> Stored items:
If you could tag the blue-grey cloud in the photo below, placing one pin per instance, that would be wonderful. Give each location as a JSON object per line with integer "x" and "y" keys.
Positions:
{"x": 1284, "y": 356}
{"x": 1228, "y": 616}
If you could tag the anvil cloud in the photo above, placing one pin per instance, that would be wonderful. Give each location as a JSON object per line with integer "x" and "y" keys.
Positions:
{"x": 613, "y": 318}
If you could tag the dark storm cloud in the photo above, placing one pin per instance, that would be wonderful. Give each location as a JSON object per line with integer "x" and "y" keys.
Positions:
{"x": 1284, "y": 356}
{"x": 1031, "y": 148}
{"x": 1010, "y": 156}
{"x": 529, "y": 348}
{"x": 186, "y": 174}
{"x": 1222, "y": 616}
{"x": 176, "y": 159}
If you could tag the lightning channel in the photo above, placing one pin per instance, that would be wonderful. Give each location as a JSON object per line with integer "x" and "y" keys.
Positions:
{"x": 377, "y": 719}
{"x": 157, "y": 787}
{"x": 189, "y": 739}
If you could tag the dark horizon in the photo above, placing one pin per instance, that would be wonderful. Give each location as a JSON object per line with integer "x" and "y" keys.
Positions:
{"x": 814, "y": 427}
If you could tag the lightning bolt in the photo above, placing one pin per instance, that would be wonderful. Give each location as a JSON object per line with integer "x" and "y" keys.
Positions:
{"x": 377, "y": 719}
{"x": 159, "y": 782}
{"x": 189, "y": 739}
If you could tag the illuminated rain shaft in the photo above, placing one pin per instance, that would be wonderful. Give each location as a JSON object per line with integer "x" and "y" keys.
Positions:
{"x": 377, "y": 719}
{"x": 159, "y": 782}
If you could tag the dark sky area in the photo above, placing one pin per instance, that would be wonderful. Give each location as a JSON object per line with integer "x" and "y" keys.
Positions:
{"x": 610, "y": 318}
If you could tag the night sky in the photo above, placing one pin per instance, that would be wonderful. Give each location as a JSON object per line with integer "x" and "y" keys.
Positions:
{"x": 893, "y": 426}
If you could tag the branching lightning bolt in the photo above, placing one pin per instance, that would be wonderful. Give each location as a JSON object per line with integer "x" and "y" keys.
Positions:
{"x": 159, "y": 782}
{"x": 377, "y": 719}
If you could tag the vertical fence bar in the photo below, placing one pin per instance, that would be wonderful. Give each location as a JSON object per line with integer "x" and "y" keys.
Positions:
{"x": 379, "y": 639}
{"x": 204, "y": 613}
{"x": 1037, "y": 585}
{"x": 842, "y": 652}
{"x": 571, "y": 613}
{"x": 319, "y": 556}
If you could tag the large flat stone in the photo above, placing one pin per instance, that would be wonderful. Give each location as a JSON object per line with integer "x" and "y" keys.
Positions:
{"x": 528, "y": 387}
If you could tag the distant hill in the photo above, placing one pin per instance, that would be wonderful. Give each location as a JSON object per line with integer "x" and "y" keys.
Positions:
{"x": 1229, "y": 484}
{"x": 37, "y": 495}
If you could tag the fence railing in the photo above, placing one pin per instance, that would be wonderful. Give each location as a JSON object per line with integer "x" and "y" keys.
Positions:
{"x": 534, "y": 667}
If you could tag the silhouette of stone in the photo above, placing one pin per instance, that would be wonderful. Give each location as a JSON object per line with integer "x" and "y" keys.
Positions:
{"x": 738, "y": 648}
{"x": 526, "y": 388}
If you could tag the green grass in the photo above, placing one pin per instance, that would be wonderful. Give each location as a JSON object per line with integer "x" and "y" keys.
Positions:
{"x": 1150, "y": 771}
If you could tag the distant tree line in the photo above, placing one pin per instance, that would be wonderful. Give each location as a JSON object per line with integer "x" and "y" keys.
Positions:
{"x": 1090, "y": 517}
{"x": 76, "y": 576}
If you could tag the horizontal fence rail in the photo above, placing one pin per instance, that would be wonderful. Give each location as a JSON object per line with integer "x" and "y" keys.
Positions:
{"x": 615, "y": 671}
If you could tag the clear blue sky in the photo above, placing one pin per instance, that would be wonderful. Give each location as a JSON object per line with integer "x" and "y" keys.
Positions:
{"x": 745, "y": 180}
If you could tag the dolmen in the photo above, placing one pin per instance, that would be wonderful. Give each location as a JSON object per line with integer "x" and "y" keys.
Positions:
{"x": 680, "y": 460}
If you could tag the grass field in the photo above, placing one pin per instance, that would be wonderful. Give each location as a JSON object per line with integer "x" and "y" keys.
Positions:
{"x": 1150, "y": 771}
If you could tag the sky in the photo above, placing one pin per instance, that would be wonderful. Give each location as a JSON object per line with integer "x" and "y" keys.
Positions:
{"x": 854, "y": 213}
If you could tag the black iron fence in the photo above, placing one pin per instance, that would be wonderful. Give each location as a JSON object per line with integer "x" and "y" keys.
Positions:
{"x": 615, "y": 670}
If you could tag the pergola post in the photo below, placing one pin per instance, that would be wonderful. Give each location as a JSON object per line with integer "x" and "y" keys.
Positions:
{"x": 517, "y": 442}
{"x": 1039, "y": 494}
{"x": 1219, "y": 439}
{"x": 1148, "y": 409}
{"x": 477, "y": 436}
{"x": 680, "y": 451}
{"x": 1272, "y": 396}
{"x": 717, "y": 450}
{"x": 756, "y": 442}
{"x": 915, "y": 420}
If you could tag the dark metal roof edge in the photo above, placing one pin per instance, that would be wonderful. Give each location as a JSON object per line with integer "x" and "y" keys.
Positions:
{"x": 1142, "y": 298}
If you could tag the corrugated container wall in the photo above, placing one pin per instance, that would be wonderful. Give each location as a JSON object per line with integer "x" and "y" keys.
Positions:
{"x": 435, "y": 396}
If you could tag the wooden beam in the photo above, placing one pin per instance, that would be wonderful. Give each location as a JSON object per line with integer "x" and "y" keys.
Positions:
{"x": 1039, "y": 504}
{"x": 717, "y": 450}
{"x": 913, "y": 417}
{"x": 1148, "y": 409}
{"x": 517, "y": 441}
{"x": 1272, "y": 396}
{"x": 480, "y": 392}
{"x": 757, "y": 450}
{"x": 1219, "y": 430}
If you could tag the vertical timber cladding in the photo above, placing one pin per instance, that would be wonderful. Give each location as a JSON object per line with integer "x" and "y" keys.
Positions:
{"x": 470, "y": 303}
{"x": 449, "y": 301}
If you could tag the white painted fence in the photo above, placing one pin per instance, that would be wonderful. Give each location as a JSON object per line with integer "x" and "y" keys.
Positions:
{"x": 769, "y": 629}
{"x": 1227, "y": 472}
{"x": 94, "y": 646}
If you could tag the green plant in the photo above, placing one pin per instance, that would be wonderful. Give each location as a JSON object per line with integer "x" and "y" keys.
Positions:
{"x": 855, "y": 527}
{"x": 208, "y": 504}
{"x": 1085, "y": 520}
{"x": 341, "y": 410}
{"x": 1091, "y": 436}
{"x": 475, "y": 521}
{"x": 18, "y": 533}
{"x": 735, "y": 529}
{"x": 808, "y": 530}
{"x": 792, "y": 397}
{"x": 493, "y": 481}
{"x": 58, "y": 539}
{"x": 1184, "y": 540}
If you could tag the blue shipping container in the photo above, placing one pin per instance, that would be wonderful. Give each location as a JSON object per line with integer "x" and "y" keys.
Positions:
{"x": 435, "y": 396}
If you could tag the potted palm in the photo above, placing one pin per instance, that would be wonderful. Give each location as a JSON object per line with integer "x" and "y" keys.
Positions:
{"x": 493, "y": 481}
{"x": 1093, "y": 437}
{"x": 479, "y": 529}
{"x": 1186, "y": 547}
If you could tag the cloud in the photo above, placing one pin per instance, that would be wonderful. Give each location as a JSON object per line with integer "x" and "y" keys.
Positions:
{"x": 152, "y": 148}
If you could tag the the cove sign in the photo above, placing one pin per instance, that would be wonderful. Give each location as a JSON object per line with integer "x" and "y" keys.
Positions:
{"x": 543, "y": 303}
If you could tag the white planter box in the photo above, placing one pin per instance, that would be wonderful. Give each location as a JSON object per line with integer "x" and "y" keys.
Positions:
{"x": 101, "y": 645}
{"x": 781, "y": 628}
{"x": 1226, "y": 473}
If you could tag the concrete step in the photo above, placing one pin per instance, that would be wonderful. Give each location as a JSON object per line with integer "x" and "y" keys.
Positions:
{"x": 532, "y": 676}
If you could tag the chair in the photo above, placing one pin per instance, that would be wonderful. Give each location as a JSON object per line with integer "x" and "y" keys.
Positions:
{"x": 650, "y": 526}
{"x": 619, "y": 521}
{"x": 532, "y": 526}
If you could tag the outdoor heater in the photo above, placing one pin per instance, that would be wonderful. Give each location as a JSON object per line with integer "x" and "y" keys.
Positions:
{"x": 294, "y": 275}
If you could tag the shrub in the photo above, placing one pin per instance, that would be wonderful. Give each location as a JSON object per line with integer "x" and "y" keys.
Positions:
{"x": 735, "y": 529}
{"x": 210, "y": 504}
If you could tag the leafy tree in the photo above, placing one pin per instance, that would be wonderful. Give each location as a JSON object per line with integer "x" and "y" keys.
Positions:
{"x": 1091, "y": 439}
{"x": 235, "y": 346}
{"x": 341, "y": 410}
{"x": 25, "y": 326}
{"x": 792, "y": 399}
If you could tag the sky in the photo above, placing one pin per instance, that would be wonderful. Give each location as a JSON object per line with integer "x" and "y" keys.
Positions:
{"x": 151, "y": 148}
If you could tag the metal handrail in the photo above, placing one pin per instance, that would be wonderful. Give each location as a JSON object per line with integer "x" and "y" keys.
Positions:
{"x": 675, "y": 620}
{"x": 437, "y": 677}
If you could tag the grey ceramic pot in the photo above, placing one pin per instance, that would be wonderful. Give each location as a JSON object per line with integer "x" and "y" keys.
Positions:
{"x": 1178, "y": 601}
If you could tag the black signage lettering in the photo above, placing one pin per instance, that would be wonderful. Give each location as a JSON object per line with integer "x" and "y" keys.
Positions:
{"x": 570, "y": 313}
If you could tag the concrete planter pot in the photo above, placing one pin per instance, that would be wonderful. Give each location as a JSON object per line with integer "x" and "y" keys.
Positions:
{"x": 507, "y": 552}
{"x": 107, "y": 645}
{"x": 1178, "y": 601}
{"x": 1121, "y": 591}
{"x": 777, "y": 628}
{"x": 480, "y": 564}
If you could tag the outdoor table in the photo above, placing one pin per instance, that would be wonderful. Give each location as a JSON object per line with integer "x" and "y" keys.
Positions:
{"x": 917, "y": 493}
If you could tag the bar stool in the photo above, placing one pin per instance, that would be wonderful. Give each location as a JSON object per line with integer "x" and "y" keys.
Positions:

> What you have to do:
Revise the listing, starting with the line containing "If you could tag the concrete planter" and going on through its end, so that "bar stool" becomes "counter stool". Leave every other part of those lines as it is.

> Expected answer:
If you could tag the concrete planter pot in the photo above, placing one pin per instance, that would be wonderful. Give each location as a JSON object per line with integer "x" and "y" keys.
Positions:
{"x": 507, "y": 552}
{"x": 107, "y": 645}
{"x": 1178, "y": 601}
{"x": 1121, "y": 591}
{"x": 777, "y": 628}
{"x": 480, "y": 564}
If you could tag the outdoor table in the photo above, placing one pin per instance, that would be wonderful. Give each location as a JSON object per line with integer "x" and "y" keys.
Positions:
{"x": 917, "y": 493}
If you could tag the counter stool in the photo above, placing one pin per instance, that would be wonderful. Give each location as a JSON object per line with integer "x" and "y" keys.
Positions:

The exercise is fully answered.